:: SELECTED TEXT ::
Can I document medieval sources for this technique to make my project into an A&S display?

Yes! Tablet weaving itself existed throughout medieval Europe, especially later in period. Starting in the 700s, everywhere that the Vikings touched one may argue for it as a “known technique.” In France, one humorous illumination depicts a lady weaving her lover's hair using tablets and a rigid beater (Codex Manesse, Cod. Pal. Germ. 848, folio 284r)... but don't try that at home.

Later, it is demonstrably used as a seam finishing. For instance, many pieces in the Baynard Castle textile dump from around 1330, England, include tablet-woven edges along seams and button-holes. From veils to sleeve-ends, from cloaks to cotehardies, this is a valid finishing technique for a European persona's garb after the 13th century.

Instructions for Tablet-Woven Seam Finishing


Materials:
  • 4 tablets (thin wooden square cards, 1.6” wide, with 4 sanded-smooth holes in corners)
  • 2 uprights, front and rear (clamps, anchored on a table or board, or wood pegs on a loom)
  • 1 sewing needle (or glover's needle if you're weaving onto leather)
  • 2 large safety-pins (or kilt pins)
  • thread, embroidery floss or fine yarn
  • *optional* 4 knitting bobbins (playing cards notched to keep thread in place will work)
  1. Prepare for weaving.
    Assemble your materials, measure your project and purchase more than enough thread! For example, if finishing a neckline: measure the length of the neckline, plus 40% more for weaving waste—this number is your base length. You will need: 16 times the base length (for making 16 warp threads) and 4 times the base length (for the weft) plus extra if you want wider, visible stitches, for a total of 20 times the base length, plus spare.  Put up clamps onto your chosen work surface or set up your board with pegs; there has to be room between the uprights to maneuver your project and enough room on the surface beside them to pile the fabric. MEASURE AND CUT YOUR WARP THREADS ALL IDENTICALLY. 
  2. Thread the tablets.
    Thread: Using a needle-threader wire (or a twist-tie) if you prefer, feed each warp thread into a hole on a tablet until ALL 16 holes are filled with their own individual threads. Only pull about 5 inches of thread through the holes. Each hole gets only one thread; 1 tablet gets 4 threads. Make sure every thread passes through the tablet in the same direction—don't let them cross.
    Knot: When a tablet has 4 threads running through it, tie the 4 threads into a knot on the side where you pulled only 5” through. Take your first large safety pin, and slide the pin through this knot. Repeat till all 4 cards have knots securing their sets of threads, and these knots are pinned together.

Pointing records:
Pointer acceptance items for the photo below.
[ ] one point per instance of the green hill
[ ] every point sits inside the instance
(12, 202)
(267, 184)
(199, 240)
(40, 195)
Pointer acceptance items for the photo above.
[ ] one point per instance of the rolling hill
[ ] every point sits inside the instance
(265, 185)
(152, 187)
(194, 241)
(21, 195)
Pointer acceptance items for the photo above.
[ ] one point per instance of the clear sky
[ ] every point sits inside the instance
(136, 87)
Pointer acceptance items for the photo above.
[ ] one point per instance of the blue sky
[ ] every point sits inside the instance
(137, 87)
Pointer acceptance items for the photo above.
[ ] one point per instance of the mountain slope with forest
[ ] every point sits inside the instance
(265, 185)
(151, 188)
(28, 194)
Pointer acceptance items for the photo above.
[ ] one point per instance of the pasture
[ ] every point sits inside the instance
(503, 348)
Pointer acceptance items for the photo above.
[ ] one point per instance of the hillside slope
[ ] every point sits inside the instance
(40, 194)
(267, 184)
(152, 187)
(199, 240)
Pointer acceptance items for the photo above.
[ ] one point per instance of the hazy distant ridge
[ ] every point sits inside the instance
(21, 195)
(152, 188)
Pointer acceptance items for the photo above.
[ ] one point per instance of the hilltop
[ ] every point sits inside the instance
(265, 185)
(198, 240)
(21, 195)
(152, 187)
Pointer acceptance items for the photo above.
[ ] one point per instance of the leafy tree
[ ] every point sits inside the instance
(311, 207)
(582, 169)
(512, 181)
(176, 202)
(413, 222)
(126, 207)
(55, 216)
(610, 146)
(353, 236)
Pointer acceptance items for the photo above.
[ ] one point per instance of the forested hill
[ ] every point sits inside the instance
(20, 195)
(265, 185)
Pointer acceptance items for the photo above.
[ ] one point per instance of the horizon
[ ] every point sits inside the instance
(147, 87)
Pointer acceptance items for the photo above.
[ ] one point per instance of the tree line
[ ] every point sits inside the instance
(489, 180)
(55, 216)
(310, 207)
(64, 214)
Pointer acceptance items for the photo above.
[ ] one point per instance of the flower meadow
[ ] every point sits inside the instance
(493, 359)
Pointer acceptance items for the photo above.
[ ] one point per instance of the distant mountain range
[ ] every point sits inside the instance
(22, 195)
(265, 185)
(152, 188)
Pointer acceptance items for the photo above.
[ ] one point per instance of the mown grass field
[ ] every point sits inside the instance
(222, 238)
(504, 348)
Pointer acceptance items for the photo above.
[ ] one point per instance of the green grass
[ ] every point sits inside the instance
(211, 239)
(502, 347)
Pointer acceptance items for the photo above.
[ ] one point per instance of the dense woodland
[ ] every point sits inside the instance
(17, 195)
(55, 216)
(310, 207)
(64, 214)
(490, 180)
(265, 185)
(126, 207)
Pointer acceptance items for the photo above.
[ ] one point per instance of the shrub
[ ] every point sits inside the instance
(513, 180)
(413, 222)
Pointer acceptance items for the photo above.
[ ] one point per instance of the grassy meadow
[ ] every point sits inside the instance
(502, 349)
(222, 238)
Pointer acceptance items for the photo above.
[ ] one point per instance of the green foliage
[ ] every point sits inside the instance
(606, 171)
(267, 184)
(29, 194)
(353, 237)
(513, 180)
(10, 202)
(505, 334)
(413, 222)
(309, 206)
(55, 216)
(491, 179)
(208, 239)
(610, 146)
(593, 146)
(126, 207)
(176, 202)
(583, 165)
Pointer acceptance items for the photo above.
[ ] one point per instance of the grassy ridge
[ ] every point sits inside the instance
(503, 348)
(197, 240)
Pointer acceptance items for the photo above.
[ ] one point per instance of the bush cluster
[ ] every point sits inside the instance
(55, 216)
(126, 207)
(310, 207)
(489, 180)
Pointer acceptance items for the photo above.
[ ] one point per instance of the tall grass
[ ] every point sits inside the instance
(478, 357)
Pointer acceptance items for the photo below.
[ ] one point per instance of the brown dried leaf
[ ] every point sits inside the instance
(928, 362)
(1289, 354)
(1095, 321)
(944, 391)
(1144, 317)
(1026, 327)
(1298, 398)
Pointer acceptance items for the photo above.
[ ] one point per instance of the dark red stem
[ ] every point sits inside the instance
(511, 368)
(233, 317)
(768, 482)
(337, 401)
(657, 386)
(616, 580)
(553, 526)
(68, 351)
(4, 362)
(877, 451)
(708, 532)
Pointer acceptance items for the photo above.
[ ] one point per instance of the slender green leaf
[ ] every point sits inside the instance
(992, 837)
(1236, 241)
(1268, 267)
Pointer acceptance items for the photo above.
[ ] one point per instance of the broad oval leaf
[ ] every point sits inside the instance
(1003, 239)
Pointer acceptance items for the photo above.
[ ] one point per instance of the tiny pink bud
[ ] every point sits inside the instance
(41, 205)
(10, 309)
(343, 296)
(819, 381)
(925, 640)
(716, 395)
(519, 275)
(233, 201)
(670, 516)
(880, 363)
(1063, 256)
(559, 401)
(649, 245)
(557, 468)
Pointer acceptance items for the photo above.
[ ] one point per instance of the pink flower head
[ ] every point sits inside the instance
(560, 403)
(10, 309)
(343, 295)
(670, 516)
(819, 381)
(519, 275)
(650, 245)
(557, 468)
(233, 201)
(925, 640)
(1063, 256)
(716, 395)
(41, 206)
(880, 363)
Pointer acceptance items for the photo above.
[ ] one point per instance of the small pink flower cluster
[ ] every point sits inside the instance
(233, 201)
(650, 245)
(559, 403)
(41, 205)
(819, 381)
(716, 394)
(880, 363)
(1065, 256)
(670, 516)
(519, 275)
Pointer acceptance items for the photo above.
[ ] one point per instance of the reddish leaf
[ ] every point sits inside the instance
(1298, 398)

:: REQUIREMENT ::
Update the tablet-weaving text from "Yes! Tablet weaving" up to and including "holes in corners)", changing "cotehardies" to "kirtles". The pointing data stands apart from the tablet-weaving text.

:: EXERCISE RESPONSE ::
Yes! Tablet weaving itself existed throughout medieval Europe, especially later in period. Starting in the 700s, everywhere that the Vikings touched one may argue for it as a “known technique.” In France, one humorous illumination depicts a lady weaving her lover's hair using tablets and a rigid beater (Codex Manesse, Cod. Pal. Germ. 848, folio 284r)... but don't try that at home.

Later, it is demonstrably used as a seam finishing. For instance, many pieces in the Baynard Castle textile dump from around 1330, England, include tablet-woven edges along seams and button-holes. From veils to sleeve-ends, from cloaks to kirtles, this is a valid finishing technique for a European persona's garb after the 13th century.

Instructions for Tablet-Woven Seam Finishing


Materials:
  • 4 tablets (thin wooden square cards, 1.6” wide, with 4 sanded-smooth holes in corners)